EXERCISE TASK =
Reproduce the data below exactly, from its first line through the line containing "pixel 541 275", inclusive.

DATA PROVIDED =
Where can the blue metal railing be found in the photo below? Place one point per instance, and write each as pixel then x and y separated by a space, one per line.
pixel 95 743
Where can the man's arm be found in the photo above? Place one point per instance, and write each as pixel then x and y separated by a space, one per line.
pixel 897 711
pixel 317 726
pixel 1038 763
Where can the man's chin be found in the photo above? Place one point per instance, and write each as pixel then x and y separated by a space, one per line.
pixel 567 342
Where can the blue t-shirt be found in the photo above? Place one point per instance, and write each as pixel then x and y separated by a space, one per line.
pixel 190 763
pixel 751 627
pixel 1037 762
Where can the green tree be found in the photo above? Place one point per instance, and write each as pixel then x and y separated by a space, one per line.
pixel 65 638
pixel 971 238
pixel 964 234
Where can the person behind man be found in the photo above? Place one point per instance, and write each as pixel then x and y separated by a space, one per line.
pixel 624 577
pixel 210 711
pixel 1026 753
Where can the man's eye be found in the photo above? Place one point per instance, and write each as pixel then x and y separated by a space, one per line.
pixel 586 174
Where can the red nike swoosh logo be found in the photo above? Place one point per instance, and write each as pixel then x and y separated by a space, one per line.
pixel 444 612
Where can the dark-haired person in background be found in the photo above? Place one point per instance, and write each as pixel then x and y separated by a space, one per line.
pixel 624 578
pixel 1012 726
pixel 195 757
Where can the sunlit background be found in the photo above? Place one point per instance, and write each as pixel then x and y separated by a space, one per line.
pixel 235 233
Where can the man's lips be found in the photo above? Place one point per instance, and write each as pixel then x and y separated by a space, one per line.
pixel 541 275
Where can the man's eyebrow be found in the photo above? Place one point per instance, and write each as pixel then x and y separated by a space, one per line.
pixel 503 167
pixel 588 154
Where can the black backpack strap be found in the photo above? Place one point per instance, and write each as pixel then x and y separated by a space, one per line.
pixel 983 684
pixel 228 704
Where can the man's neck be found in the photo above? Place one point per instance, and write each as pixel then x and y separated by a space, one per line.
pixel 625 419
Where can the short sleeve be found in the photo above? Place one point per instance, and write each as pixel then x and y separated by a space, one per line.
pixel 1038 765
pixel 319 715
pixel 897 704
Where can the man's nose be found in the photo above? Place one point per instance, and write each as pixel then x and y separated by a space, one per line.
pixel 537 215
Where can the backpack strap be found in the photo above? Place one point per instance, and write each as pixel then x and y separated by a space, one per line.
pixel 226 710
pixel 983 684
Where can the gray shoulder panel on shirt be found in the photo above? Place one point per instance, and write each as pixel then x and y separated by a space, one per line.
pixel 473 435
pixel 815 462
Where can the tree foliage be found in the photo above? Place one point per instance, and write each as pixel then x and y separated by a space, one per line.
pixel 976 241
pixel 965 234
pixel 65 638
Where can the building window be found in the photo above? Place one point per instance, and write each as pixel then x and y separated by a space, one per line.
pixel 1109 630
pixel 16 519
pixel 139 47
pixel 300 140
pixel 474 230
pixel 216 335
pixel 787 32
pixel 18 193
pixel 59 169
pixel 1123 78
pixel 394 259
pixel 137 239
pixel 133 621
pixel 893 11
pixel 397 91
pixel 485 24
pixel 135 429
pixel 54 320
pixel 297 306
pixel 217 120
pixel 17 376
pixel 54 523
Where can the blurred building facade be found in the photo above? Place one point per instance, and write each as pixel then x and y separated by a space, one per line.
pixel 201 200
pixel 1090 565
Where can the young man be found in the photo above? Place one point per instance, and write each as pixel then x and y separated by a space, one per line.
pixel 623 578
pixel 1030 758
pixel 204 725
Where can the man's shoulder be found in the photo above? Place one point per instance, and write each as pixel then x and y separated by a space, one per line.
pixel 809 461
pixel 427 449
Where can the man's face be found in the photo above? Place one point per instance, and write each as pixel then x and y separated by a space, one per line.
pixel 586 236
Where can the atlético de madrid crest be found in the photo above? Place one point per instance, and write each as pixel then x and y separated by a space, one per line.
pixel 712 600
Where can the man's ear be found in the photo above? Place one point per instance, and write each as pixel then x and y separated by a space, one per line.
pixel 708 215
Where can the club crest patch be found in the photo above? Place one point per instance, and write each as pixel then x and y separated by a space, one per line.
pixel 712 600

ANSWER TO THE TASK =
Where can the blue metal railing be found in the photo below? Place one point per instance, and write each as pixel then x and y separated by a space, one per line.
pixel 95 743
Where can the man's arm be found in the photo above? Place one point per instance, and write each as pixel then x and y separated by a space, one per line.
pixel 897 711
pixel 317 726
pixel 1038 763
Where can the man's chin be found in the photo above? Place one point per instance, and write each as pixel then x and y separated by a space, one per line.
pixel 567 342
Where can the blue t-shirt be found in the photo above? Place one point per instance, and write each as pixel then x and y separated by a space, one per line.
pixel 190 763
pixel 751 627
pixel 1037 762
Where can the green tree be found in the photo above? Place one point per instance, and write each as pixel then x and y separated by a space, one per line.
pixel 65 638
pixel 971 238
pixel 964 234
Where can the person behind man be found in the photo above? Place one point per instance, and write each as pixel then x and y separated by a space, one per line.
pixel 624 577
pixel 210 711
pixel 1026 753
Where can the man's eye be found in the photo above? Place one point per instance, and write each as pixel then x and y separated by a space, one per line.
pixel 586 174
Where can the red nike swoosh logo be found in the photo above? Place one point per instance, and write each as pixel then x and y separated by a space, one per line.
pixel 444 612
Where can the dark-haired person in background be found in the photo above? Place one point per instance, and write each as pixel then x and y separated by a space, one per line.
pixel 624 578
pixel 1012 726
pixel 195 757
Where can the sunlit background be found in the photo above? Place one point per instance, and write each as pixel then x and y separated by a space, one per line.
pixel 235 233
Where can the man's lips be found in the photo above? Place one point per instance, and write each as pixel then x and y separated by a space, one per line.
pixel 541 275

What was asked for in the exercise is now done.